> _摘录_
+++

智能体探索却无视环境：大语言模型缺失环境好奇心

摘要

基于大语言模型的智能体本应能将环境观察融入推理过程：当发现高度相关却意料之外的信息时，模型理应能主动利用这一发现。但我们证明，当前基于大语言模型的智能体并不具备这种能力，它们难以对意外信息做出反思或反应。通过在三个基准测试平台（Terminal-Bench、SWE-Bench、AppWorld）中注入完整任务解决方案，我们刻意将任务答案暴露给模型。虽然智能体在Terminal-Bench上79%-81%的测试中发现了这些方案，但仅有37%-50%的情况会实际交互或利用这些方案。这一差距在AppWorld中最为显著：智能体在超过90%的尝试中看到了"返回本任务完整解决方案"的说明文档，但实际利用该方案的尝试不足7%。研究表明，智能体缺乏我们称之为"环境好奇心"的能力：即识别并探究环境刺激中意外却相关的观察信息。我们发现了影响环境好奇心的三个主要因素：智能体框架中的可用工具、测试时计算资源以及训练数据分布。实验表明，最大化好奇心的配置方案在原始基准测试中也能取得最佳性能。然而即使经过联合优化，多数测试中智能体仍会忽略已发现的解决方案：当前智能体仅将环境用于获取预期信息，而不会据此修正策略或充分利用有效刺激。

English

LLM-based agents are assumed to integrate environmental observations into their reasoning: discovering highly relevant but unexpected information should naturally lead to a model exploiting its own discoveries. We show that this assumption is false for current LLM-based agents, which struggle to reflect or react to unexpected information. Across three benchmarks (Terminal-Bench, SWE-Bench, AppWorld), we inject complete task solutions into the agent environments to deliberately expose a task's solution to a model. While agents discover these solutions on Terminal-Bench in 79-81% of runs, they interact, or exploit, them in only 37-50% of cases. This gap is starkest in AppWorld: agents see documentation stating that a command "returns the complete solution to this task" in over 90% of attempts but exploit this in fewer than 7% of trials. We show that agents lack what we call environmental curiosity: the capability to recognize and investigate unexpected but relevant observations in response to environmental stimuli. We identify three main factors influencing environmental curiosity: available tools in the agent scaffold, test-time compute, and training data distribution. Our findings identify configurations that maximize curiosity also achieve the best performance on the unmodified benchmarks. Yet even jointly optimized agents still ignore discovered solutions in the majority of trials: current agents use the environment to fetch expected information, but not to revise their strategy or maximally exploit useful stimuli.

+++

已存储的数据条目
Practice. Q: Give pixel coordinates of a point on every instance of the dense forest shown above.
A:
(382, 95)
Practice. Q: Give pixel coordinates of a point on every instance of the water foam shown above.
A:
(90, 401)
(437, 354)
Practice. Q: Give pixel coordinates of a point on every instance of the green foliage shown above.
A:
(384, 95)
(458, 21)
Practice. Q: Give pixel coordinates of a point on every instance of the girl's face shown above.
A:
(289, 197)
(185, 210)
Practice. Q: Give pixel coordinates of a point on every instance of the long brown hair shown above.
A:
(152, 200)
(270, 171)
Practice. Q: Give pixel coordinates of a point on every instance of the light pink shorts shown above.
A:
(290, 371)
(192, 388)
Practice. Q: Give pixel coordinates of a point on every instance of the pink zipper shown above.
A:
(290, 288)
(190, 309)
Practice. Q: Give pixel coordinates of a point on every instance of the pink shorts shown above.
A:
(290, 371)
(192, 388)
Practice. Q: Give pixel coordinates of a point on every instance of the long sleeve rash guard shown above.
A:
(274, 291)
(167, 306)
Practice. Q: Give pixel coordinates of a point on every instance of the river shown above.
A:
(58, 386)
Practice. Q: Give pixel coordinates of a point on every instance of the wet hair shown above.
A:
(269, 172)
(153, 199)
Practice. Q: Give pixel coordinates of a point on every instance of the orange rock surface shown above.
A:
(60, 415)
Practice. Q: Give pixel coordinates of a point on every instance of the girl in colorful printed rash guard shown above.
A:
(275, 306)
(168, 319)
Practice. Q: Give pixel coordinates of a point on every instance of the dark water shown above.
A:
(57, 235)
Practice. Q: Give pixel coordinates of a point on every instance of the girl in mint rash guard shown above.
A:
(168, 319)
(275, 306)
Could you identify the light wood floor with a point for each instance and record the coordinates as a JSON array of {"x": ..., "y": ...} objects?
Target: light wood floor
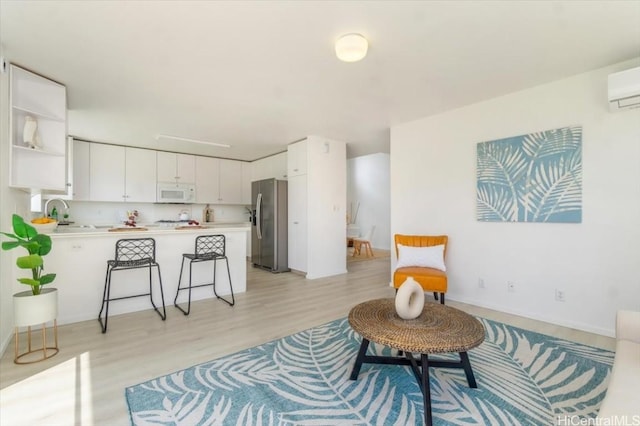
[{"x": 84, "y": 384}]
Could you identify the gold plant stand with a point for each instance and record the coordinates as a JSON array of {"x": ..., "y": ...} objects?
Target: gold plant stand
[{"x": 47, "y": 351}]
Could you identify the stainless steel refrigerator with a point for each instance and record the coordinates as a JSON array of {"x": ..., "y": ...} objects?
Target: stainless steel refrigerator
[{"x": 269, "y": 225}]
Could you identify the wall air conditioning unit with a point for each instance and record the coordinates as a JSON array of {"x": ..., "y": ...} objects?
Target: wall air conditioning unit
[{"x": 624, "y": 89}]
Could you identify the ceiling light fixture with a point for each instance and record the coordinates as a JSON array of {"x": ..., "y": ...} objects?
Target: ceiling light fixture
[
  {"x": 351, "y": 47},
  {"x": 178, "y": 138}
]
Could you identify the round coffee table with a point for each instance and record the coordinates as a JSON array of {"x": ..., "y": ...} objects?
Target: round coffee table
[{"x": 439, "y": 329}]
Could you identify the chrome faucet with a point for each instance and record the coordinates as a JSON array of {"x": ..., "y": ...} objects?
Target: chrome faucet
[{"x": 46, "y": 205}]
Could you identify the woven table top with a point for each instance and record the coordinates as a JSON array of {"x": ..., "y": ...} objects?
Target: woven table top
[{"x": 438, "y": 329}]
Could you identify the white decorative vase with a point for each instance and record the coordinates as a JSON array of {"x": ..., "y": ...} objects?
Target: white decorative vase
[
  {"x": 30, "y": 310},
  {"x": 409, "y": 299},
  {"x": 30, "y": 132}
]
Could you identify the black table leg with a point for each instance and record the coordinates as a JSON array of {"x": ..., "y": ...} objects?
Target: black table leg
[
  {"x": 464, "y": 359},
  {"x": 361, "y": 353},
  {"x": 426, "y": 390}
]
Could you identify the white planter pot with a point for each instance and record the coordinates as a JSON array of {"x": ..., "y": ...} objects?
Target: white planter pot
[{"x": 31, "y": 310}]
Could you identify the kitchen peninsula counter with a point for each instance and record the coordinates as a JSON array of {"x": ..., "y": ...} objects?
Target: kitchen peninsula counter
[{"x": 79, "y": 259}]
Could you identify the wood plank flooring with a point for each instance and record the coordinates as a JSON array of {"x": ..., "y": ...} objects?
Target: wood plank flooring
[{"x": 84, "y": 384}]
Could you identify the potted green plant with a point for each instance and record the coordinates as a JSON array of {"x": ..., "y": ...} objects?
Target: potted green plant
[
  {"x": 38, "y": 306},
  {"x": 37, "y": 246}
]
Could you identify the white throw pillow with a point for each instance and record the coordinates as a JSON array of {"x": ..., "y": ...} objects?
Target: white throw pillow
[{"x": 427, "y": 257}]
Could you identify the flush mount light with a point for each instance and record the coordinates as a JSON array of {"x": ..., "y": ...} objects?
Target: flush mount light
[
  {"x": 351, "y": 47},
  {"x": 178, "y": 138}
]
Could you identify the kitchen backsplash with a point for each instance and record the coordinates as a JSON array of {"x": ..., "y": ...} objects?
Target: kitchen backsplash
[{"x": 97, "y": 213}]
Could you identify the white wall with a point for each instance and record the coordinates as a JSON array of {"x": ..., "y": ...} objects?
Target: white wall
[
  {"x": 596, "y": 263},
  {"x": 368, "y": 184}
]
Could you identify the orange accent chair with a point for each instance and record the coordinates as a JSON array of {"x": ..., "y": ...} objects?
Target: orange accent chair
[{"x": 430, "y": 279}]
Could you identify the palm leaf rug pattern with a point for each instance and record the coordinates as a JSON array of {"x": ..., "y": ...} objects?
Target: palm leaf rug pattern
[{"x": 303, "y": 379}]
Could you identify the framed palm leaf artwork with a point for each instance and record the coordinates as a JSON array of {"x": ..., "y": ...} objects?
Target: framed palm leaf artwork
[{"x": 531, "y": 178}]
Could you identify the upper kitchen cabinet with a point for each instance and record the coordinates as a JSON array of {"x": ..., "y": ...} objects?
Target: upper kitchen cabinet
[
  {"x": 106, "y": 168},
  {"x": 218, "y": 181},
  {"x": 38, "y": 131},
  {"x": 274, "y": 166},
  {"x": 246, "y": 183},
  {"x": 178, "y": 168},
  {"x": 297, "y": 158},
  {"x": 230, "y": 182},
  {"x": 207, "y": 176},
  {"x": 120, "y": 173},
  {"x": 140, "y": 175},
  {"x": 80, "y": 169}
]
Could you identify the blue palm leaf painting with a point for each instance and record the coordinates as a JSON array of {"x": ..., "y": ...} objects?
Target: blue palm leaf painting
[{"x": 531, "y": 178}]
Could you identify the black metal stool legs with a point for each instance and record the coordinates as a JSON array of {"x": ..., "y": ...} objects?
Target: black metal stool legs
[
  {"x": 233, "y": 299},
  {"x": 105, "y": 300},
  {"x": 163, "y": 315},
  {"x": 175, "y": 301}
]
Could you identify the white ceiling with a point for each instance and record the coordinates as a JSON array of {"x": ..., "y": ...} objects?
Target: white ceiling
[{"x": 259, "y": 75}]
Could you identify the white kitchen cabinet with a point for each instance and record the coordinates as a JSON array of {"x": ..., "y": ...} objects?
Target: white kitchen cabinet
[
  {"x": 140, "y": 175},
  {"x": 107, "y": 172},
  {"x": 274, "y": 166},
  {"x": 179, "y": 168},
  {"x": 297, "y": 218},
  {"x": 81, "y": 173},
  {"x": 207, "y": 176},
  {"x": 246, "y": 186},
  {"x": 230, "y": 181},
  {"x": 37, "y": 103},
  {"x": 218, "y": 181},
  {"x": 317, "y": 210},
  {"x": 118, "y": 173},
  {"x": 297, "y": 158}
]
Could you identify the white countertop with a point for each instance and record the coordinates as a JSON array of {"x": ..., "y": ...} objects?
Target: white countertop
[{"x": 103, "y": 230}]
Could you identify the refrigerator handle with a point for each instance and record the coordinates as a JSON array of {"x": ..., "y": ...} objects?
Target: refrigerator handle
[{"x": 259, "y": 216}]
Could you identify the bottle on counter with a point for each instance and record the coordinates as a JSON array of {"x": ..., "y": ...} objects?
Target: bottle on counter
[{"x": 207, "y": 214}]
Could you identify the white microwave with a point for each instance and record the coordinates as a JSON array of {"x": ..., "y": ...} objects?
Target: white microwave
[{"x": 176, "y": 193}]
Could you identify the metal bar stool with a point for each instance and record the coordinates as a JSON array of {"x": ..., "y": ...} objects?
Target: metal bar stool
[
  {"x": 208, "y": 248},
  {"x": 133, "y": 253}
]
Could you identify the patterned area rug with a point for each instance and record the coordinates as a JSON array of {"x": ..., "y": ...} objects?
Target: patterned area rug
[{"x": 303, "y": 379}]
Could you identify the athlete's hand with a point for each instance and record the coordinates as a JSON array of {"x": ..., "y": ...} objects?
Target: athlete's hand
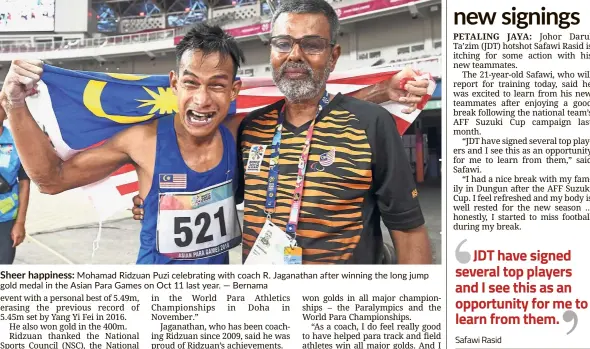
[
  {"x": 20, "y": 82},
  {"x": 137, "y": 208},
  {"x": 411, "y": 93}
]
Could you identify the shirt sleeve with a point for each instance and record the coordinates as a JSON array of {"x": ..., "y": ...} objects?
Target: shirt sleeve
[
  {"x": 393, "y": 182},
  {"x": 22, "y": 175}
]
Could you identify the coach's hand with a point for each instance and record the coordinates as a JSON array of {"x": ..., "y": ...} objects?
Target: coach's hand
[
  {"x": 20, "y": 82},
  {"x": 411, "y": 93},
  {"x": 137, "y": 208}
]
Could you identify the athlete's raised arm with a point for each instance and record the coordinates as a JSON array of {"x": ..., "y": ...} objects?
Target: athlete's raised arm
[{"x": 38, "y": 157}]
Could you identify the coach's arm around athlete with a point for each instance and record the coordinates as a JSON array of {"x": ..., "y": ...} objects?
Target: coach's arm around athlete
[{"x": 14, "y": 195}]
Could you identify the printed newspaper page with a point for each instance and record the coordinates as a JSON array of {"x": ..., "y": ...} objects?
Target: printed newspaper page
[
  {"x": 369, "y": 253},
  {"x": 518, "y": 189}
]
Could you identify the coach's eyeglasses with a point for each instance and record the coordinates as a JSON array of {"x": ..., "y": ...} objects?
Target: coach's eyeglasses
[{"x": 310, "y": 45}]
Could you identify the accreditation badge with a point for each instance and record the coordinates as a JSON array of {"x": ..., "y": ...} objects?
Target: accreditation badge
[{"x": 198, "y": 224}]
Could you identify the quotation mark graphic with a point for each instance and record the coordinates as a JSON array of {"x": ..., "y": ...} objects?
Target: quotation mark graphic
[
  {"x": 462, "y": 257},
  {"x": 569, "y": 316}
]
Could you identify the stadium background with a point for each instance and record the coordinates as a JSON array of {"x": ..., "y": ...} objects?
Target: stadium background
[{"x": 138, "y": 36}]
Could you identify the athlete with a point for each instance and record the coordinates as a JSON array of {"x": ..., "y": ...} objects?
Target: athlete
[
  {"x": 191, "y": 152},
  {"x": 187, "y": 153},
  {"x": 334, "y": 166}
]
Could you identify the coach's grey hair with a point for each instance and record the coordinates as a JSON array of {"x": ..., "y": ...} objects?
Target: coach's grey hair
[{"x": 311, "y": 6}]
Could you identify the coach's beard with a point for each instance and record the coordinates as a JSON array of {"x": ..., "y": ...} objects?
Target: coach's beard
[{"x": 300, "y": 90}]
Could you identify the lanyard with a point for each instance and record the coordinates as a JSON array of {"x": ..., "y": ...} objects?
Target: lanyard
[{"x": 273, "y": 171}]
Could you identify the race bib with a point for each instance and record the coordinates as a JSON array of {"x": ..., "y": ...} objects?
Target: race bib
[
  {"x": 198, "y": 224},
  {"x": 269, "y": 247}
]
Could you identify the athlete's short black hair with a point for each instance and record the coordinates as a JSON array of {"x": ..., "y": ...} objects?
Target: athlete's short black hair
[
  {"x": 311, "y": 6},
  {"x": 210, "y": 39}
]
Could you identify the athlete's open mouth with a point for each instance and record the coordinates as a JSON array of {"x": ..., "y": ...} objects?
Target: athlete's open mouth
[{"x": 195, "y": 118}]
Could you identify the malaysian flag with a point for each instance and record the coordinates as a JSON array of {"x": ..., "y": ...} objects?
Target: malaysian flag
[
  {"x": 172, "y": 181},
  {"x": 79, "y": 110},
  {"x": 327, "y": 159}
]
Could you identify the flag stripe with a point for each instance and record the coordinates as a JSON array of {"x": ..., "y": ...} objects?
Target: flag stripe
[{"x": 61, "y": 116}]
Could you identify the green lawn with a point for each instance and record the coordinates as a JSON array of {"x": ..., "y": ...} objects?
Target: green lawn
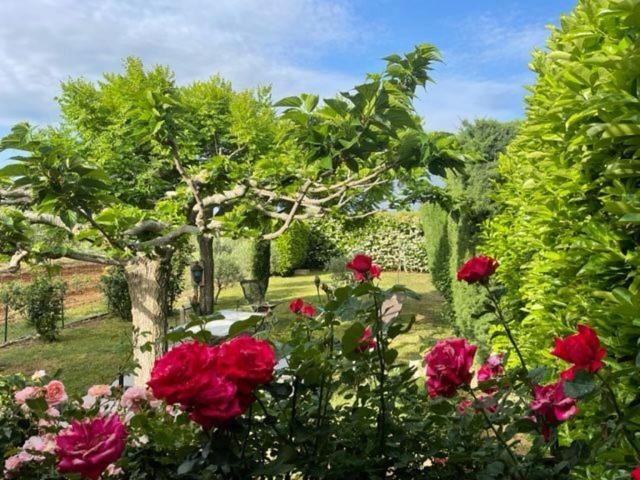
[{"x": 91, "y": 353}]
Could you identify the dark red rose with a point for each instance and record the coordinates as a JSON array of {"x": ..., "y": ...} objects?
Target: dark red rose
[
  {"x": 449, "y": 366},
  {"x": 88, "y": 447},
  {"x": 552, "y": 405},
  {"x": 478, "y": 269},
  {"x": 366, "y": 341},
  {"x": 296, "y": 305},
  {"x": 360, "y": 264},
  {"x": 218, "y": 403},
  {"x": 582, "y": 349},
  {"x": 181, "y": 373},
  {"x": 247, "y": 362},
  {"x": 308, "y": 310}
]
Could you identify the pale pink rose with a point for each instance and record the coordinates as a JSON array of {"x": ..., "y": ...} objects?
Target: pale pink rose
[
  {"x": 133, "y": 398},
  {"x": 27, "y": 393},
  {"x": 55, "y": 393},
  {"x": 100, "y": 390}
]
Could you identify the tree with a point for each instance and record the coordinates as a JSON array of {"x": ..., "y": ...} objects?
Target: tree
[{"x": 138, "y": 162}]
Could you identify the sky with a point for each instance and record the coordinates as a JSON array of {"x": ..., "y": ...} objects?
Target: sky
[{"x": 316, "y": 46}]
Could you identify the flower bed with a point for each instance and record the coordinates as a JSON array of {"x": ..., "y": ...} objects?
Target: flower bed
[{"x": 342, "y": 406}]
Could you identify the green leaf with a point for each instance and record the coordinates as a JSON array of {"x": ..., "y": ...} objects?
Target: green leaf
[
  {"x": 295, "y": 102},
  {"x": 581, "y": 385}
]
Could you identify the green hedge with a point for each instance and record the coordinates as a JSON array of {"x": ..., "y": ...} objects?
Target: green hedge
[
  {"x": 289, "y": 251},
  {"x": 452, "y": 234},
  {"x": 393, "y": 239},
  {"x": 568, "y": 235}
]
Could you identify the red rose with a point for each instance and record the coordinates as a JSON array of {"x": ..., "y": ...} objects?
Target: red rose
[
  {"x": 90, "y": 446},
  {"x": 582, "y": 349},
  {"x": 247, "y": 362},
  {"x": 366, "y": 342},
  {"x": 308, "y": 310},
  {"x": 478, "y": 269},
  {"x": 552, "y": 404},
  {"x": 296, "y": 305},
  {"x": 181, "y": 373},
  {"x": 360, "y": 264},
  {"x": 218, "y": 403},
  {"x": 449, "y": 366}
]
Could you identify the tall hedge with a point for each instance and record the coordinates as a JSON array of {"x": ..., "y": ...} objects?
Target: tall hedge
[
  {"x": 393, "y": 239},
  {"x": 568, "y": 234},
  {"x": 452, "y": 234}
]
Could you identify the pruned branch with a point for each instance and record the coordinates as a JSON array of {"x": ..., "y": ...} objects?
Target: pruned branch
[{"x": 14, "y": 264}]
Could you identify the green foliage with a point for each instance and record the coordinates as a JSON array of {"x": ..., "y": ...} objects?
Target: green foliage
[
  {"x": 567, "y": 235},
  {"x": 289, "y": 251},
  {"x": 43, "y": 304},
  {"x": 393, "y": 239},
  {"x": 115, "y": 288}
]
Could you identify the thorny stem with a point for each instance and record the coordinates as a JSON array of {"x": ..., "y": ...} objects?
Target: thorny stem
[
  {"x": 503, "y": 321},
  {"x": 494, "y": 429},
  {"x": 382, "y": 417}
]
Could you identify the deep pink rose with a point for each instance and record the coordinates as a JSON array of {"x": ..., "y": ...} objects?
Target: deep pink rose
[
  {"x": 582, "y": 349},
  {"x": 308, "y": 310},
  {"x": 55, "y": 393},
  {"x": 247, "y": 362},
  {"x": 478, "y": 269},
  {"x": 449, "y": 366},
  {"x": 296, "y": 305},
  {"x": 90, "y": 446},
  {"x": 366, "y": 341},
  {"x": 360, "y": 263},
  {"x": 552, "y": 404},
  {"x": 27, "y": 393},
  {"x": 181, "y": 373},
  {"x": 218, "y": 403}
]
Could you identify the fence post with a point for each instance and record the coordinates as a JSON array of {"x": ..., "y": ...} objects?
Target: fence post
[{"x": 6, "y": 323}]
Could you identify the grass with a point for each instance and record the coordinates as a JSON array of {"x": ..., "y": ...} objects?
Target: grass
[{"x": 90, "y": 353}]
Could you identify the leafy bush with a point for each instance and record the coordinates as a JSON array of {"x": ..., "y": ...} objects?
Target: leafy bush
[
  {"x": 343, "y": 406},
  {"x": 395, "y": 239},
  {"x": 452, "y": 233},
  {"x": 290, "y": 249},
  {"x": 568, "y": 233},
  {"x": 115, "y": 288},
  {"x": 44, "y": 305}
]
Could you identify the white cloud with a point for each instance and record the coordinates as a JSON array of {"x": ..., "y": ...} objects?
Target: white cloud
[{"x": 43, "y": 42}]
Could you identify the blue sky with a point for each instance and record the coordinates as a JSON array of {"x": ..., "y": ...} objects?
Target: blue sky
[{"x": 320, "y": 46}]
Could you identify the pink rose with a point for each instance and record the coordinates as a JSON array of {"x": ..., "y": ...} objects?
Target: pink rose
[
  {"x": 247, "y": 362},
  {"x": 27, "y": 393},
  {"x": 218, "y": 403},
  {"x": 449, "y": 366},
  {"x": 478, "y": 269},
  {"x": 99, "y": 390},
  {"x": 90, "y": 446},
  {"x": 55, "y": 393}
]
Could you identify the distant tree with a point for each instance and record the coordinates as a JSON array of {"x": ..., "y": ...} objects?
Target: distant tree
[{"x": 138, "y": 162}]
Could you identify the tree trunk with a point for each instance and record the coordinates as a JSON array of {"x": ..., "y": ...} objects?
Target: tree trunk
[
  {"x": 148, "y": 280},
  {"x": 205, "y": 244}
]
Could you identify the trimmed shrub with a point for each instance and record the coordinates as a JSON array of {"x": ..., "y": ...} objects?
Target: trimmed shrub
[
  {"x": 115, "y": 288},
  {"x": 394, "y": 239},
  {"x": 568, "y": 234},
  {"x": 44, "y": 305},
  {"x": 290, "y": 249}
]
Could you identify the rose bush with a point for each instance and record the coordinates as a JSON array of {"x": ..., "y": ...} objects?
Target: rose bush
[{"x": 341, "y": 403}]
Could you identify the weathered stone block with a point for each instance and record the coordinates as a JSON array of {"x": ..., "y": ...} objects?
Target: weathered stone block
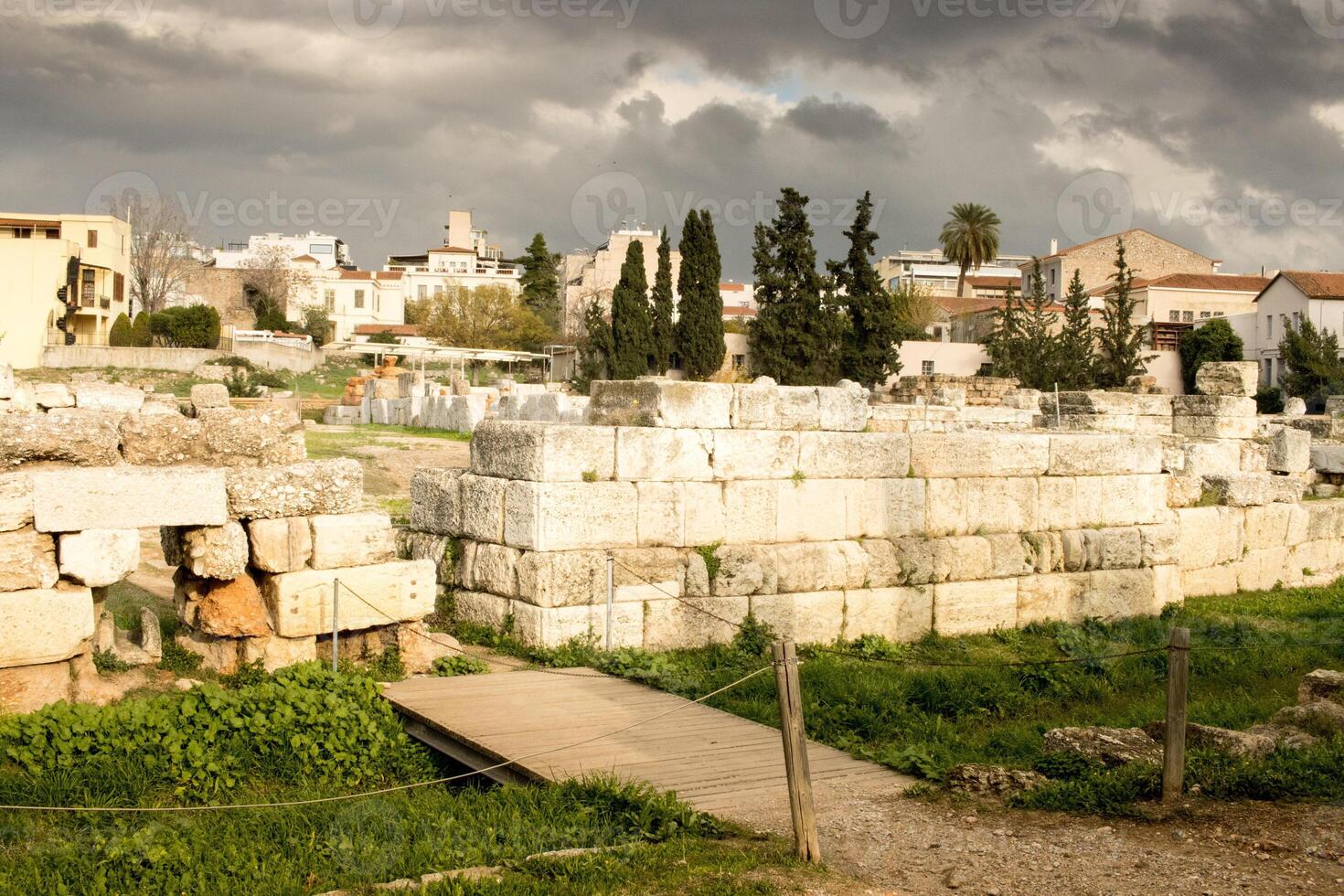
[
  {"x": 971, "y": 607},
  {"x": 663, "y": 454},
  {"x": 74, "y": 500},
  {"x": 100, "y": 558},
  {"x": 563, "y": 516},
  {"x": 1104, "y": 454},
  {"x": 978, "y": 454},
  {"x": 351, "y": 539},
  {"x": 302, "y": 489},
  {"x": 43, "y": 624},
  {"x": 854, "y": 455},
  {"x": 374, "y": 595},
  {"x": 280, "y": 546}
]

+++

> _作业要求 1_
请将上文摘录中从“基于大语言模型的智能体本应能”到“修正策略或充分利用有效刺激。”的这一段原样抄写下来。
> _作业要求 2_
请把摘录中的这句话译成日语：“我们发现了影响环境好奇心的三个主要因素：智能体框架中的可用工具、测试时计算资源以及训练数据分布。”

> _你的回答 1_
基于大语言模型的智能体本应能将环境观察融入推理过程：当发现高度相关却意料之外的信息时，模型理应能主动利用这一发现。但我们证明，当前基于大语言模型的智能体并不具备这种能力，它们难以对意外信息做出反思或反应。通过在三个基准测试平台（Terminal-Bench、SWE-Bench、AppWorld）中注入完整任务解决方案，我们刻意将任务答案暴露给模型。虽然智能体在Terminal-Bench上79%-81%的测试中发现了这些方案，但仅有37%-50%的情况会实际交互或利用这些方案。这一差距在AppWorld中最为显著：智能体在超过90%的尝试中看到了"返回本任务完整解决方案"的说明文档，但实际利用该方案的尝试不足7%。研究表明，智能体缺乏我们称之为"环境好奇心"的能力：即识别并探究环境刺激中意外却相关的观察信息。我们发现了影响环境好奇心的三个主要因素：智能体框架中的可用工具、测试时计算资源以及训练数据分布。实验表明，最大化好奇心的配置方案在原始基准测试中也能取得最佳性能。然而即使经过联合优化，多数测试中智能体仍会忽略已发现的解决方案：当前智能体仅将环境用于获取预期信息，而不会据此修正策略或充分利用有效刺激。

> _你的回答 2_
私たちは、環境好奇心に影響を及ぼす三つの主な要因を見出した。すなわち、エージェントのフレームワークにおいて利用可能なツール、テスト時の計算資源、そして訓練データの分布である。